== Exercise details ==
In your copy, leave out the pictures; write out all the data exactly.

····················

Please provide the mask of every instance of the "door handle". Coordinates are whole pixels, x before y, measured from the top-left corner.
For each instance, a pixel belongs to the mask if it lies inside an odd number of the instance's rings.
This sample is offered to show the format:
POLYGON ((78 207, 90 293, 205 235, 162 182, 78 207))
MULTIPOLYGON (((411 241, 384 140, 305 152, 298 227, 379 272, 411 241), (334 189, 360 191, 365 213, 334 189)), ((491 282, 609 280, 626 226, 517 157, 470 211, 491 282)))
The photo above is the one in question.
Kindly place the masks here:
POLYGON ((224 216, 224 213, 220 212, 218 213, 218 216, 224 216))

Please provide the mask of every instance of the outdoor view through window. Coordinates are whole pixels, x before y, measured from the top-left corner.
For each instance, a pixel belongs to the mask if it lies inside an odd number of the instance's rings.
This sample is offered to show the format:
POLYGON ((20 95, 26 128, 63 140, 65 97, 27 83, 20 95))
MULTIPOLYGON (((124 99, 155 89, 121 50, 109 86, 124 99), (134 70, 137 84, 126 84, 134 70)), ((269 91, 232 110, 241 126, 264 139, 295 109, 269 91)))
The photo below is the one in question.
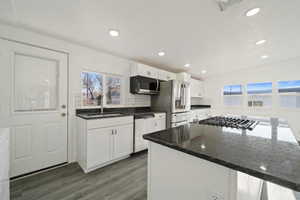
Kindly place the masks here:
POLYGON ((101 105, 103 95, 103 76, 95 72, 82 72, 82 104, 83 106, 101 105))

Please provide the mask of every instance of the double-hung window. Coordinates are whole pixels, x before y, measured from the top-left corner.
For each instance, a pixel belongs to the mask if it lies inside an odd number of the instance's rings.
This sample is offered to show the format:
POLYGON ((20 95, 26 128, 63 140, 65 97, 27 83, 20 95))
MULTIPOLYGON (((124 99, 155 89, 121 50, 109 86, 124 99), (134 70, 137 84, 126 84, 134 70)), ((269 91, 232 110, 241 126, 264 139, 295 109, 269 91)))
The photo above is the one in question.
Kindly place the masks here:
POLYGON ((223 88, 223 103, 226 106, 241 106, 243 103, 242 85, 226 85, 223 88))
POLYGON ((272 82, 247 84, 248 107, 272 106, 272 82))
POLYGON ((281 107, 300 108, 300 80, 279 81, 278 94, 281 107))
POLYGON ((103 75, 96 72, 81 73, 83 106, 99 106, 103 97, 103 75))
POLYGON ((81 99, 83 106, 120 105, 121 76, 100 74, 97 72, 81 73, 81 99))
POLYGON ((106 76, 106 104, 121 104, 121 77, 114 75, 106 76))

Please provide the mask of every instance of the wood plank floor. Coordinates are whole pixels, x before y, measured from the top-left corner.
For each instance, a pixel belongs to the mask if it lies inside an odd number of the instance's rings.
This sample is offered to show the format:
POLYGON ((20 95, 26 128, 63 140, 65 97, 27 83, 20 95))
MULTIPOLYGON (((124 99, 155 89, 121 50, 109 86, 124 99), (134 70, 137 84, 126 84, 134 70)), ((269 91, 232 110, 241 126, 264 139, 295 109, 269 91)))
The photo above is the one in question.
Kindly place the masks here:
POLYGON ((146 200, 147 153, 84 174, 78 164, 12 181, 11 200, 146 200))

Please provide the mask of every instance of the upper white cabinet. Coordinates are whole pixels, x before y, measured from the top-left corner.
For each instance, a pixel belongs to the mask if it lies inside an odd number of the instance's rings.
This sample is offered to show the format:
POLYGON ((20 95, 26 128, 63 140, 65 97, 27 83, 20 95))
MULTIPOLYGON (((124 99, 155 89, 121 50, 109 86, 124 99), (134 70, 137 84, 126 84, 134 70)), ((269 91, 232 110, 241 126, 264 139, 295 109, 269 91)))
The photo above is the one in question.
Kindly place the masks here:
POLYGON ((191 97, 204 97, 203 81, 191 79, 191 97))
POLYGON ((169 80, 175 80, 176 74, 164 70, 158 71, 158 79, 162 81, 169 81, 169 80))
POLYGON ((141 63, 132 63, 131 76, 144 76, 162 81, 169 81, 176 79, 176 74, 141 63))
POLYGON ((136 66, 135 75, 145 76, 154 79, 158 78, 158 69, 144 64, 136 64, 135 66, 136 66))
POLYGON ((133 116, 85 120, 78 118, 78 162, 90 172, 133 152, 133 116))

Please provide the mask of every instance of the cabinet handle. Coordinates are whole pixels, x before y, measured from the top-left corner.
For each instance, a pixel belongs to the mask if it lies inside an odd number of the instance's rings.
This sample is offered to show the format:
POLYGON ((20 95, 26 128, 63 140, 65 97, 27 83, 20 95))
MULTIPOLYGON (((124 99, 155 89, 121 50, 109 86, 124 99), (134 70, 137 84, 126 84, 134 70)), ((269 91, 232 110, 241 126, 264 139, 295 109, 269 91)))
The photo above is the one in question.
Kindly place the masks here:
POLYGON ((112 135, 114 134, 114 130, 111 130, 111 134, 112 134, 112 135))
POLYGON ((117 135, 118 134, 118 132, 117 132, 117 130, 115 130, 115 135, 117 135))

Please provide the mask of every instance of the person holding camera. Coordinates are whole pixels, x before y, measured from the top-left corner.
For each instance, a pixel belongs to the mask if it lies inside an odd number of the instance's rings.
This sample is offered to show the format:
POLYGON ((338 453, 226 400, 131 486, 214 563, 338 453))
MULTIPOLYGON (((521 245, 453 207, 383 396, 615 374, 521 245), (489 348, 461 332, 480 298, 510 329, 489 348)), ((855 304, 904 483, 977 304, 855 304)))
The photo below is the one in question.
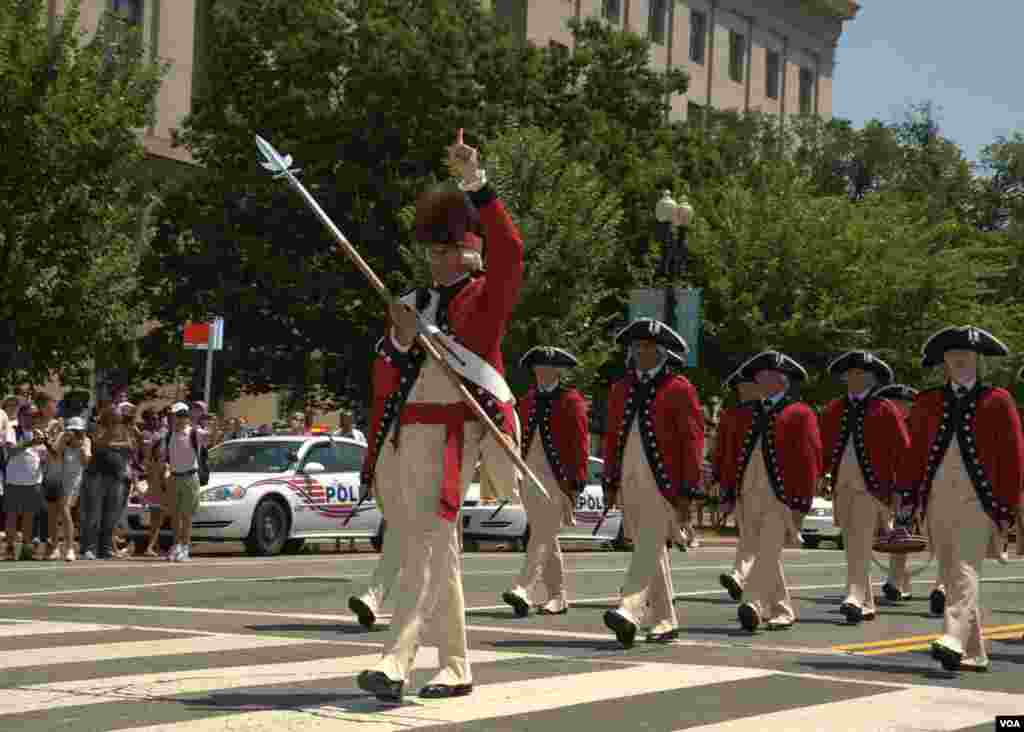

····················

== Result ==
Please provide the mask of every instance of the "door handle". Coordinates are whole pixels, x before y, measured from the top-left corner.
For each instance, a pixel belongs to the mask if it lies inside an odd number of the instance's rings.
This sample is offered to show the format:
POLYGON ((78 207, 90 293, 205 235, 162 182, 78 207))
MULTIPOLYGON (((411 241, 384 140, 305 152, 298 227, 379 272, 411 241), (334 189, 360 191, 365 213, 334 189)), ((491 282, 609 280, 626 226, 517 157, 470 211, 491 282)))
The photo above is the one in question.
Kindly place the masks here:
POLYGON ((224 216, 224 213, 220 212, 218 213, 218 216, 224 216))

Please provide the mask of every instance of the outdoor view through window. Coordinates are whole pixels, x before y, measured from the top-left corner.
For each instance, a pixel belongs to the mask if it lies inside an odd number of the instance's rings.
This sample is offered to show the format:
POLYGON ((20 95, 26 128, 63 140, 65 97, 27 83, 20 95))
MULTIPOLYGON (((124 99, 155 89, 121 50, 109 86, 124 99), (134 70, 137 84, 126 84, 134 70)), ((269 91, 232 110, 241 126, 264 139, 295 109, 269 91)))
The photo below is the one in question.
Kindly place the masks here:
POLYGON ((101 105, 103 95, 103 76, 95 72, 82 72, 82 104, 83 106, 101 105))

Please provide the mask of every instance of the double-hung window. Coordinates are whole pixels, x before y, measured from the top-left corner.
For each instance, a pixel belongs to the mask if it lies inside an odd number of the instance's rings.
This sample is offered to show the format:
POLYGON ((20 95, 26 128, 63 140, 65 97, 27 83, 20 95))
MULTIPOLYGON (((124 99, 155 89, 121 50, 109 86, 124 99), (134 70, 137 84, 126 84, 134 70)), ((269 91, 232 110, 241 126, 264 139, 295 109, 269 91)))
The photo above is the one in question.
Kindly place the masks here:
POLYGON ((223 88, 223 103, 226 106, 241 106, 243 103, 242 85, 226 85, 223 88))
POLYGON ((272 82, 247 84, 248 107, 272 106, 272 82))
POLYGON ((281 107, 300 108, 300 80, 279 81, 278 94, 281 107))
POLYGON ((103 75, 96 72, 81 73, 83 106, 99 106, 103 97, 103 75))
POLYGON ((81 99, 83 106, 120 105, 121 76, 100 74, 97 72, 81 73, 81 99))
POLYGON ((106 76, 106 104, 121 104, 121 77, 114 75, 106 76))

Please provide the mask of every instance of the wood plank floor. Coordinates are whole pixels, x before y, measured from the top-left corner.
For each instance, a pixel belongs to the mask if it lies inside an odd number of the instance's rings.
This sample is offered to show the format:
POLYGON ((20 95, 26 128, 63 140, 65 97, 27 83, 20 95))
MULTIPOLYGON (((124 99, 155 89, 121 50, 109 86, 124 99), (134 70, 137 84, 126 84, 134 70)), ((269 91, 232 110, 241 126, 264 139, 295 109, 269 91)))
The photo above is the one in question.
Kindly place the masks here:
POLYGON ((146 200, 147 153, 84 174, 78 164, 12 181, 11 200, 146 200))

Please provide the mask of every instance of the upper white cabinet. Coordinates are whole pixels, x before y, measured from the top-left corner.
For each instance, a pixel belongs to the mask if it lies inside an odd number of the instance's rings.
This sample is offered to show the format:
POLYGON ((20 95, 26 128, 63 140, 65 97, 27 83, 20 95))
MULTIPOLYGON (((124 99, 155 89, 121 50, 109 86, 124 99), (134 70, 137 84, 126 84, 134 70)), ((269 91, 232 110, 241 126, 264 139, 295 109, 269 91)))
The photo above is the one in question.
Kindly place the masks here:
POLYGON ((191 97, 204 97, 203 81, 191 79, 191 97))
POLYGON ((169 80, 175 80, 176 74, 164 70, 158 71, 158 79, 162 81, 169 81, 169 80))
POLYGON ((141 63, 132 63, 131 76, 144 76, 162 81, 169 81, 176 79, 176 74, 141 63))
POLYGON ((136 66, 135 75, 145 76, 154 79, 158 78, 158 69, 144 64, 136 64, 135 66, 136 66))
POLYGON ((133 116, 85 120, 78 118, 78 162, 90 172, 133 152, 133 116))

Please provide the mask of every instance of the cabinet handle. Coordinates are whole pixels, x before y, measured from the top-left corner.
For each instance, a pixel belongs to the mask if it lies inside an odd number of the instance's rings.
This sample is offered to show the format:
POLYGON ((20 95, 26 128, 63 140, 65 97, 27 83, 20 95))
MULTIPOLYGON (((124 99, 155 89, 121 50, 109 86, 124 99), (134 70, 137 84, 126 84, 134 70)), ((269 91, 232 110, 241 126, 264 139, 295 109, 269 91)))
The photo above is the one in question.
Kindly place the masks here:
POLYGON ((112 135, 114 134, 114 130, 111 130, 111 134, 112 134, 112 135))
POLYGON ((117 135, 118 134, 118 132, 117 132, 117 130, 115 130, 115 135, 117 135))

Please provide the mask of every instance of the person holding camera. Coordinates are whole pixels, x before y, measured from the top-left corner.
For each instance, a pixel belongs to the mask if it lies inside an odd number of the instance's rings.
This sample is offered to show the format:
POLYGON ((338 453, 226 400, 131 486, 214 563, 338 453))
MULTIPOLYGON (((521 245, 453 207, 383 396, 615 374, 521 245), (489 348, 461 332, 480 298, 510 329, 489 348)), ((855 304, 904 483, 977 304, 855 304)))
The photo below is the one in question.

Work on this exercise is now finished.